■ **Your instructions**
Exactly reproduce the line that contains "Can you find the gray carpet" and all lines after it in the entries below, through the very last line.

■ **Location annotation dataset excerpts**
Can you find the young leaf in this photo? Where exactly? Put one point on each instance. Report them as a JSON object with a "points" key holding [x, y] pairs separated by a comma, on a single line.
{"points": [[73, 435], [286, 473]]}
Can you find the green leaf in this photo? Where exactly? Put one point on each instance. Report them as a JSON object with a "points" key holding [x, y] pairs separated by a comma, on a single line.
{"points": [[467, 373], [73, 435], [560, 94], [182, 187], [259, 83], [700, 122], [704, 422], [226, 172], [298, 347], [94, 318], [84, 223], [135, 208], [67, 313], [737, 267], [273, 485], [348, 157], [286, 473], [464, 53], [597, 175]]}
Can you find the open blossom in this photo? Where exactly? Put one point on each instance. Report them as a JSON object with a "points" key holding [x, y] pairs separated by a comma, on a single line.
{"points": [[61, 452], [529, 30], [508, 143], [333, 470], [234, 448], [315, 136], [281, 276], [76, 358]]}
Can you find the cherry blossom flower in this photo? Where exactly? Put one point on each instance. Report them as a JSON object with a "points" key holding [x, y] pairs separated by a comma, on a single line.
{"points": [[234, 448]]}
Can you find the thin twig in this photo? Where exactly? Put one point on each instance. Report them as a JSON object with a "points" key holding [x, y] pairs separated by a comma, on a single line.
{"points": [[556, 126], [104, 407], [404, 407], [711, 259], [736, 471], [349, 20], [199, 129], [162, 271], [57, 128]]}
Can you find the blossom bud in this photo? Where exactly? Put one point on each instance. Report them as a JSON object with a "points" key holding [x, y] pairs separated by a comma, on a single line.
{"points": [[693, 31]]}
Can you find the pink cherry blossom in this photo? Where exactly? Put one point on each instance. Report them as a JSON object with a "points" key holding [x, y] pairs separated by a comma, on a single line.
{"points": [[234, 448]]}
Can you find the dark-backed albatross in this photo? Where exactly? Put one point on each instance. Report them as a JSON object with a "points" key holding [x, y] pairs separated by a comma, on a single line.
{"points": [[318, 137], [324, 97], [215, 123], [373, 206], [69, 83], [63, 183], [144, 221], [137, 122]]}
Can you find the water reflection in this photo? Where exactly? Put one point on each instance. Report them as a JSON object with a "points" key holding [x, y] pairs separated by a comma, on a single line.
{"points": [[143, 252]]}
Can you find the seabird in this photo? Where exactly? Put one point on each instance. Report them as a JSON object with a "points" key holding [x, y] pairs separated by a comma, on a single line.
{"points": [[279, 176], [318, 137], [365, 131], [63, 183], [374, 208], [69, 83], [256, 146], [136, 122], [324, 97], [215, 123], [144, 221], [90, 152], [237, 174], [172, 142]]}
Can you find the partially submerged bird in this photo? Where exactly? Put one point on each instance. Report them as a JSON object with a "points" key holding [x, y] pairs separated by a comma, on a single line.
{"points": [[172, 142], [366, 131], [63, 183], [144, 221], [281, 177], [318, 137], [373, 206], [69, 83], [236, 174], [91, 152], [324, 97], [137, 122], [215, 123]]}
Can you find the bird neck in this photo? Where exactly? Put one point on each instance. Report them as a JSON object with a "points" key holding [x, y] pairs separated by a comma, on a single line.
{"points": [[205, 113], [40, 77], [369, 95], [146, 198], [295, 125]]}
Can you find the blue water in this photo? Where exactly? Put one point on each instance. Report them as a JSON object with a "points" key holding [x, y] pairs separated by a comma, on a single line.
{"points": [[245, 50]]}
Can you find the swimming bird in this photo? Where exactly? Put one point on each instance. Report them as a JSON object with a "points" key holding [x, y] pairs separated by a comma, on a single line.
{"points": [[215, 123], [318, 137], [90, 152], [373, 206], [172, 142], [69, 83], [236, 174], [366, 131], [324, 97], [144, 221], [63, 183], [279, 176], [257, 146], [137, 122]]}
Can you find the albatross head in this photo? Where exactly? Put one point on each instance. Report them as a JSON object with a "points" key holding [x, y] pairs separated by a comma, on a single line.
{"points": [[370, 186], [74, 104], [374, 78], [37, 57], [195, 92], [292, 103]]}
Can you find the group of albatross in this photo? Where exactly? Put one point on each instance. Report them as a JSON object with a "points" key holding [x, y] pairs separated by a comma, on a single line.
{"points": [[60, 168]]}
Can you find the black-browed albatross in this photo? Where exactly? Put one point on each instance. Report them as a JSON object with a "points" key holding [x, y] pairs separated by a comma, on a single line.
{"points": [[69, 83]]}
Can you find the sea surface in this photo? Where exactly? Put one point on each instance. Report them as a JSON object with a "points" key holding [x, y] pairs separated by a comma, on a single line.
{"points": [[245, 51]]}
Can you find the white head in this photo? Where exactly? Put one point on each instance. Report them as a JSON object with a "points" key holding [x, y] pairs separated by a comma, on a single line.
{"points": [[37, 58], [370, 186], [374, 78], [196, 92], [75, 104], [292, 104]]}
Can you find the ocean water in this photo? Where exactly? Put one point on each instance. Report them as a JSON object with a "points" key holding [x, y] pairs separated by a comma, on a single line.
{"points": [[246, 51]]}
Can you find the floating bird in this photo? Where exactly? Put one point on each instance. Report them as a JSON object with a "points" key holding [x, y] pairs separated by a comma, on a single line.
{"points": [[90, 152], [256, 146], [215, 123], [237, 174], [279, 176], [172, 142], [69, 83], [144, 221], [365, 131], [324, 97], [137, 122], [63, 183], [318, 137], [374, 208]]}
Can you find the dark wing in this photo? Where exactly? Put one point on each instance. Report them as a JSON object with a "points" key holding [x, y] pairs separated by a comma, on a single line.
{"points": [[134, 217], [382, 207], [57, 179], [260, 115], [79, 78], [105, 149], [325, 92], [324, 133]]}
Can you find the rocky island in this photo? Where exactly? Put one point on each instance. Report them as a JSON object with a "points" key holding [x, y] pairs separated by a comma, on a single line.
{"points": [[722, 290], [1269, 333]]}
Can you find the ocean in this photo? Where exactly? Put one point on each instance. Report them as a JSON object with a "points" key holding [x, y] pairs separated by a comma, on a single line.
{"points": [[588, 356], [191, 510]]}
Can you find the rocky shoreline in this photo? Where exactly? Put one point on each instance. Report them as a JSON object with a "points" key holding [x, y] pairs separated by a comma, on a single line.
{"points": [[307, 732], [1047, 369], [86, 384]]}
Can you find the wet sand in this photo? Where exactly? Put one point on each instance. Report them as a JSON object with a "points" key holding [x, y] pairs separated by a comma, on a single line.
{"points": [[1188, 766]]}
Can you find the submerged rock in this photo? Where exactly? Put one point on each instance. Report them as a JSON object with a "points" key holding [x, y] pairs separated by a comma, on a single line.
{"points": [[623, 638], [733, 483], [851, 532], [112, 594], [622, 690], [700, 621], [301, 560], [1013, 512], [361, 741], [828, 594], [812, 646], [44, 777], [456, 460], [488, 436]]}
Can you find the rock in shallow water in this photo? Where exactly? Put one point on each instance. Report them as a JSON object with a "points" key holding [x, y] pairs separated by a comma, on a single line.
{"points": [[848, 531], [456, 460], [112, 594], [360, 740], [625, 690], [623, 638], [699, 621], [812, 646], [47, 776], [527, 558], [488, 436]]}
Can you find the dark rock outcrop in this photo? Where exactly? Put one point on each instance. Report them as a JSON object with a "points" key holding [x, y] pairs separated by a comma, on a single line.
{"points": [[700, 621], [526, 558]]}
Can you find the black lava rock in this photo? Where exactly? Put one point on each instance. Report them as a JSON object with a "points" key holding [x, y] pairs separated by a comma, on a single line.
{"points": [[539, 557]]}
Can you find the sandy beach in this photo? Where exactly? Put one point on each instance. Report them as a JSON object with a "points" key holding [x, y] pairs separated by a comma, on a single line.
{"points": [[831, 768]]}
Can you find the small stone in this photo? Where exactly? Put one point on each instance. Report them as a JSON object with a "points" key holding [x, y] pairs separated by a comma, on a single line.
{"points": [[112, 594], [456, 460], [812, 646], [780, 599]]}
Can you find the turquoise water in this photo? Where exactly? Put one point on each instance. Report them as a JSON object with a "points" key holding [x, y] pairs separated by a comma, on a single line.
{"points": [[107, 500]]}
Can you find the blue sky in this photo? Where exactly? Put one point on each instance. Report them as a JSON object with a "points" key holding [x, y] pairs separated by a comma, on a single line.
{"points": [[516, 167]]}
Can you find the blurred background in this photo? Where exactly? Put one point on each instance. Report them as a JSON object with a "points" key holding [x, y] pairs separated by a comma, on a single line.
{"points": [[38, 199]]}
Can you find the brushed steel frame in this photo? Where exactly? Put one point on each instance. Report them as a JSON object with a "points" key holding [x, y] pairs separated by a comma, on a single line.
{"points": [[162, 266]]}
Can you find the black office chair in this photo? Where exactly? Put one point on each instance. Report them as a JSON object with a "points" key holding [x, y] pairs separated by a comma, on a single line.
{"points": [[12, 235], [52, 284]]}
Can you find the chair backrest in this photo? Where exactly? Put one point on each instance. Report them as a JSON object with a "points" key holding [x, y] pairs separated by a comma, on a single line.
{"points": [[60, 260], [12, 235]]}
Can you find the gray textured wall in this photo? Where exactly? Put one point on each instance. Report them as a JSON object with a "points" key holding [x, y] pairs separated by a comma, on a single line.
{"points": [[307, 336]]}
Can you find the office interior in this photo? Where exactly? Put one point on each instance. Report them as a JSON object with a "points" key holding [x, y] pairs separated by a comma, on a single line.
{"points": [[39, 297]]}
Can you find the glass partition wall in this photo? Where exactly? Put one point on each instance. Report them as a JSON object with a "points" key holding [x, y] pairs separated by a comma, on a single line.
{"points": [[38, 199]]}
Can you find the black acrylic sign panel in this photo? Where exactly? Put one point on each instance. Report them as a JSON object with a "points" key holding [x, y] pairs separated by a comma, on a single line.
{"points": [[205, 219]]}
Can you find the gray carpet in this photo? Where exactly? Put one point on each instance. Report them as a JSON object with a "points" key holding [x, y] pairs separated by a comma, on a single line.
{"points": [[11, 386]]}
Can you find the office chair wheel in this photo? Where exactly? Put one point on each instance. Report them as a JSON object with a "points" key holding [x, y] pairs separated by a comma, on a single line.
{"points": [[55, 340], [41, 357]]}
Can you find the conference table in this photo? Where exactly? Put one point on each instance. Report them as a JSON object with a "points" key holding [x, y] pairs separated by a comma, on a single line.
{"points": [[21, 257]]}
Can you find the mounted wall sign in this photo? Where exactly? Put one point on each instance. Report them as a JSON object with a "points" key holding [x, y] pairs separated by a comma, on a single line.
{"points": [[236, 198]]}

■ **Expected output**
Can you find the gray carpet in this photo? Where exactly? Put one point on each instance. Report them as a JSON object with a "points" key holding [x, y] pairs separated by a comma, on a single line.
{"points": [[11, 386]]}
Can you find the office chair wheel in this photo? Where exactly? Put one point on each instance. Report them as a JSON object with a "points" key holding [x, y] pairs separated by a comma, on a single line.
{"points": [[55, 340], [41, 357]]}
Can you find the conference table in this photo? Where exactly? Put one point on each instance. Report them as a JSON object with a "points" key holding [x, y] pairs separated by a comma, on a single line.
{"points": [[21, 257]]}
Can you find the mounted wall sign in this photo? Where exactly? Put one point on each instance. Report them as a JSON object with a "points" key holding [x, y] pairs separated by a comma, on a single line.
{"points": [[236, 198]]}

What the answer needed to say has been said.